# [Goals]
1. In the passage on civil litigation in Queensland, what provides the rules and guidelines for engaging with the Courts?
2. Continue the passage on civil litigation in Queensland from its final sentence.

We are often asked by our clients “What does litigation involve?” and “How long does the litigation process take?” The answer is that each matter varies a great deal and it is never easy to predict how long a matter might take from start to finish. With that being said, civil litigation often begins the same way and follows the same basic structure. In Queensland, the Uniform Civil Procedure Rules (UCPR), provides the rules and guidelines to be followed when engaging with the Courts. The following is a general outline of the usual process of litigation in Queensland pursuant to the UCPR.
To start a legal proceeding, a Claim and Statement of Claim is prepared and filed in the registry of the relevant court by the plaintiff. These documents outline what the plaintiff wants from the other party and provide the relevant facts to support the claim. It is vital that these initiating documents are drafted correctly as the rest of the proceedings are built around them. This is where a lawyer’s advice and assistance may prove extremely valuable.

# [Information supplied]

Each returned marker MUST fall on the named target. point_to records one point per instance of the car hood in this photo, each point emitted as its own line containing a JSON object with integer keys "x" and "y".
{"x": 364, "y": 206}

# [Expected outputs]
1. The Uniform Civil Procedure Rules (UCPR).

2.
Once served with a sealed Claim and Statement of Claim, the defendant will be required to file a Notice of Intention to Defend together with a Defence within 28 days. The defence outlines the defendant’s response to the allegations made in the Statement of Claim. If the defendant does not file a Defence within 28 days, the plaintiff may apply for Default Judgement. Ideally, the defendant should seek legal advice as soon as being served with a Claim and Statement of Claim.
The plaintiff has an opportunity to respond to any matters raised in the Defence by way of a Reply. This document must be filed and served within 14 days of receiving a Defence.
Once the above steps are completed, the parties will be required to provide copies of all documents (whether in hard copy or electronic format) that are relevant to the issues in dispute (whether favourable or unfavourable) to the other side. This is called disclosure. This process enables all parties to see what evidence is being relied on. It may also be at this point that the parties obtain expert evidence if required
A Mediation or settlement conference can take place at any stage of a dispute but often takes place after the parties have disclosed all relevant documents and is used as a final attempt to settle a matter before a trial or hearing. A mediation or settlement conference may take place at the request of both parties, or it may be ordered by the Court or tribunal prior to trial. It is important to note that a majority of matters are settled before trial, either through a mediation, settlement conference or negotiations between the parties and/or their legal representatives.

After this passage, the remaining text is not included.